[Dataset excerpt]
◆ ◆ ◆ ◆ ◆ ◆ ◆

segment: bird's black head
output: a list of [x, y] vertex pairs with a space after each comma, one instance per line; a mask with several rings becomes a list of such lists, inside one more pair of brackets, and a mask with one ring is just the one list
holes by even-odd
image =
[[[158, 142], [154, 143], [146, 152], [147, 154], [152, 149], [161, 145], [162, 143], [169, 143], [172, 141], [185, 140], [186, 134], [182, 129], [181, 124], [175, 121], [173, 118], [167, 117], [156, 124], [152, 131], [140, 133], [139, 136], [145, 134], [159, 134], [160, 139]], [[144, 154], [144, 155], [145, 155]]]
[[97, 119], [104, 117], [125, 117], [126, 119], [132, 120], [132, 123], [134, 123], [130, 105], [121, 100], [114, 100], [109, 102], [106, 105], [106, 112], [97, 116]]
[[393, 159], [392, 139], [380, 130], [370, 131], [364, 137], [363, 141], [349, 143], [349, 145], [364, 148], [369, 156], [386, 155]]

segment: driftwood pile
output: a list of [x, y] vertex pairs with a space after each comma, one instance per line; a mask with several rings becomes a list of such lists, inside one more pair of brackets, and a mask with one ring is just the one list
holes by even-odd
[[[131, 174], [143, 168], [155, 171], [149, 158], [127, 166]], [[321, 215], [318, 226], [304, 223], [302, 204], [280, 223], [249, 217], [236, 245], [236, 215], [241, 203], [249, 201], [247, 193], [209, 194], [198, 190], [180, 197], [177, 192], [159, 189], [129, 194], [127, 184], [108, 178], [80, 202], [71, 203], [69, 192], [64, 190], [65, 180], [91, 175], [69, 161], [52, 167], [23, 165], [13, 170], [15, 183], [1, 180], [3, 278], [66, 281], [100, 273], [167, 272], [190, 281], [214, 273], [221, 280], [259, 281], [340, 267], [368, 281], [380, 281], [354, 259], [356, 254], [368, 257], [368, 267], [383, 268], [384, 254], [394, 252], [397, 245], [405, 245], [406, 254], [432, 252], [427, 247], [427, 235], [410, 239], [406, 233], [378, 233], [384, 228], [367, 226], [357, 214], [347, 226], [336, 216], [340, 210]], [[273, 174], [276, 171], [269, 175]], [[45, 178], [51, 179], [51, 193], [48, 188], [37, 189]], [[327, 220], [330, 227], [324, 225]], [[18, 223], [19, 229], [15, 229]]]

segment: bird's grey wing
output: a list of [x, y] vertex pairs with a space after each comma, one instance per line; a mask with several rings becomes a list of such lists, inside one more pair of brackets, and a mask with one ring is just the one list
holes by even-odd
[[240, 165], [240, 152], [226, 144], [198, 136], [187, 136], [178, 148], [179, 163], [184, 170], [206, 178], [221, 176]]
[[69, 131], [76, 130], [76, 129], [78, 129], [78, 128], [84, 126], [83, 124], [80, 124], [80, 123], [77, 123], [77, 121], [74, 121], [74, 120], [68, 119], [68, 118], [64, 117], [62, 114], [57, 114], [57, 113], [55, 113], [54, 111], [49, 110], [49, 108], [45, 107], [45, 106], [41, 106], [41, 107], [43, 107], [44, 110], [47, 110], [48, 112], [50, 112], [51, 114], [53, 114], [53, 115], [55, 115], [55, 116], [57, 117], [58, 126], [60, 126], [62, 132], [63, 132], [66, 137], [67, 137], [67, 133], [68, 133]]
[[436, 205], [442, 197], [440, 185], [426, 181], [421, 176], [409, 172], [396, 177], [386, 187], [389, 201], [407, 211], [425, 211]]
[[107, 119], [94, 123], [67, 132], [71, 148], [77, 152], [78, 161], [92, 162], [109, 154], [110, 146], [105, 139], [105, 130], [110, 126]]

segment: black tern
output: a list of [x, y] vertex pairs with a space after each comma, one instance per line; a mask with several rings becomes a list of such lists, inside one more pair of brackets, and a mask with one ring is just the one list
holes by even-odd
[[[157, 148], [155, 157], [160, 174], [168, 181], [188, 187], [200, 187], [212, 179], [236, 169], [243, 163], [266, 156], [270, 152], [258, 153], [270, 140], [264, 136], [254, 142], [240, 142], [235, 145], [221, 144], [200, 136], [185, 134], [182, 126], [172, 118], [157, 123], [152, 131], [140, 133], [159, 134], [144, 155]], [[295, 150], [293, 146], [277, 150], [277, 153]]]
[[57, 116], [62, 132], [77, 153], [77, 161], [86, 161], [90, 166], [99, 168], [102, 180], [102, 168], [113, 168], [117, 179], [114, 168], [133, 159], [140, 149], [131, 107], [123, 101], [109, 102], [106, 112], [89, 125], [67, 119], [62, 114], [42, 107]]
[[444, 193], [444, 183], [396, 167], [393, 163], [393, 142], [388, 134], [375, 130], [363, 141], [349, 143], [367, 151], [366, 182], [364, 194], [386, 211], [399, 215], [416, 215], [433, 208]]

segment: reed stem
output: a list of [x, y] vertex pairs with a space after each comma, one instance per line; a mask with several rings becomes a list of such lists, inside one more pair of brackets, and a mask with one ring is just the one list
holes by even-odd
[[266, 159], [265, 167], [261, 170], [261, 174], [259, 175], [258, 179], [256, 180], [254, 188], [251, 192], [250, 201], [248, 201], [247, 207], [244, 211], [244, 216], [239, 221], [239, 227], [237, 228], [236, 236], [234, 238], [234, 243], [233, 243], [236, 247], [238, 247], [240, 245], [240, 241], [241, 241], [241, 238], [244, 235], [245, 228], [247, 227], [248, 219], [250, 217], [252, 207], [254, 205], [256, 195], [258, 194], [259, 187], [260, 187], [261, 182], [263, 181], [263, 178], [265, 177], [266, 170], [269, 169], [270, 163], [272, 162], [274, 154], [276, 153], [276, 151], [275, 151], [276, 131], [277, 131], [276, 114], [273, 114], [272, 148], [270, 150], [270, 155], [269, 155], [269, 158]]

◆ ◆ ◆ ◆ ◆ ◆ ◆

_Task objective_
Can you copy out every one of the records above, word for word and with nothing changed?

_Exercise result_
segment: bird's black head
output: a list of [x, y] vertex pairs with a space after each comma, one instance per line; a mask with several rings becomes a list of such lists, inside one more pair of brackets, and a mask with one ring is just the one list
holes by even-odd
image =
[[[158, 142], [154, 143], [146, 152], [147, 154], [152, 149], [161, 145], [162, 143], [169, 143], [172, 141], [185, 140], [186, 134], [182, 129], [181, 124], [175, 121], [173, 118], [167, 117], [156, 124], [152, 131], [140, 133], [139, 136], [145, 134], [159, 134], [160, 139]], [[144, 154], [144, 155], [145, 155]]]
[[97, 119], [104, 117], [125, 117], [126, 119], [132, 120], [132, 123], [134, 123], [130, 105], [121, 100], [114, 100], [109, 102], [106, 105], [106, 112], [97, 116]]
[[393, 159], [392, 139], [380, 130], [370, 131], [364, 137], [363, 141], [349, 143], [349, 145], [364, 148], [369, 156], [386, 155]]

segment: driftwood pile
output: a list of [x, y] vertex pairs with a space after each comma, one instance per line; a mask with several rings becomes a list of such lists, inside one more pair of brackets, and a mask with one ring is just the one list
holes by even-odd
[[[131, 174], [143, 168], [155, 171], [149, 158], [127, 166]], [[321, 215], [318, 226], [304, 223], [302, 204], [280, 223], [249, 217], [236, 245], [236, 215], [241, 203], [249, 201], [247, 193], [209, 194], [198, 190], [180, 197], [177, 192], [159, 189], [129, 194], [127, 184], [108, 178], [80, 202], [71, 203], [69, 192], [64, 190], [65, 180], [91, 175], [69, 161], [52, 167], [23, 165], [13, 170], [15, 183], [1, 180], [3, 278], [66, 281], [100, 273], [167, 272], [190, 281], [214, 273], [221, 280], [259, 281], [340, 267], [368, 281], [380, 281], [354, 259], [356, 254], [368, 257], [368, 267], [383, 268], [384, 254], [394, 252], [397, 245], [405, 245], [406, 254], [432, 252], [427, 247], [427, 235], [410, 239], [406, 233], [378, 233], [384, 228], [367, 226], [357, 214], [347, 226], [336, 216], [340, 210]], [[273, 174], [276, 171], [269, 175]], [[45, 178], [51, 179], [51, 193], [48, 188], [37, 189]], [[327, 220], [330, 227], [324, 225]], [[18, 223], [19, 229], [15, 229]]]

segment: bird's grey wing
output: a list of [x, y] vertex pairs with a space after each comma, one instance per line; a mask with several rings becomes a list of such lists, inside one more pair of brackets, and a mask with one ring is just the one list
holes by even-odd
[[240, 165], [240, 152], [226, 144], [198, 136], [187, 136], [178, 148], [179, 163], [184, 170], [206, 178], [221, 176]]
[[69, 131], [76, 130], [76, 129], [78, 129], [78, 128], [84, 126], [83, 124], [80, 124], [80, 123], [77, 123], [77, 121], [74, 121], [74, 120], [68, 119], [68, 118], [64, 117], [62, 114], [57, 114], [57, 113], [55, 113], [54, 111], [49, 110], [49, 108], [45, 107], [45, 106], [41, 106], [41, 107], [43, 107], [44, 110], [47, 110], [48, 112], [50, 112], [51, 114], [53, 114], [53, 115], [55, 115], [55, 116], [57, 117], [58, 126], [60, 126], [62, 132], [63, 132], [66, 137], [67, 137], [67, 133], [68, 133]]
[[436, 205], [442, 197], [440, 185], [426, 181], [421, 176], [409, 172], [396, 177], [386, 187], [389, 201], [407, 211], [425, 211]]
[[107, 119], [94, 123], [67, 132], [71, 148], [77, 152], [78, 161], [92, 162], [109, 154], [110, 146], [105, 139], [105, 130], [110, 126]]

segment: black tern
output: a list of [x, y] vertex pairs with a space after each comma, one instance per line; a mask with several rings becomes a list of such lists, inside one more pair of brackets, and a mask with one ring is just the one list
holes by even-odd
[[[157, 148], [155, 157], [160, 174], [168, 181], [188, 187], [200, 187], [212, 179], [236, 169], [243, 163], [266, 156], [270, 152], [258, 153], [270, 140], [264, 136], [254, 142], [240, 142], [235, 145], [221, 144], [200, 136], [185, 134], [182, 126], [172, 118], [157, 123], [152, 131], [140, 133], [159, 134], [144, 155]], [[295, 150], [293, 146], [277, 150], [277, 153]]]
[[57, 116], [62, 132], [77, 153], [77, 161], [86, 161], [90, 166], [99, 168], [102, 180], [102, 168], [113, 168], [117, 179], [114, 168], [133, 159], [140, 149], [131, 107], [123, 101], [109, 102], [106, 112], [89, 125], [67, 119], [62, 114], [42, 107]]
[[444, 193], [444, 183], [396, 167], [393, 163], [393, 142], [388, 134], [375, 130], [363, 141], [349, 143], [367, 151], [366, 182], [364, 194], [386, 211], [399, 215], [416, 215], [433, 208]]

segment: reed stem
output: a list of [x, y] vertex pairs with a space after each comma, one instance per line; a mask with several rings becomes a list of such lists, inside one more pair of brackets, and a mask with one ring is just the one list
holes by even-odd
[[266, 159], [265, 167], [261, 170], [261, 174], [259, 175], [258, 179], [256, 180], [254, 188], [251, 192], [250, 201], [248, 201], [247, 207], [244, 211], [244, 216], [239, 221], [239, 227], [237, 228], [236, 236], [234, 238], [234, 243], [233, 243], [236, 247], [238, 247], [240, 245], [240, 241], [241, 241], [241, 238], [244, 235], [245, 228], [247, 227], [248, 219], [250, 217], [252, 207], [254, 205], [256, 195], [258, 194], [259, 187], [260, 187], [261, 182], [263, 181], [263, 178], [265, 177], [266, 170], [269, 169], [270, 163], [272, 162], [274, 154], [276, 153], [276, 151], [275, 151], [276, 131], [277, 131], [276, 114], [273, 114], [272, 148], [270, 150], [270, 155], [269, 155], [269, 158]]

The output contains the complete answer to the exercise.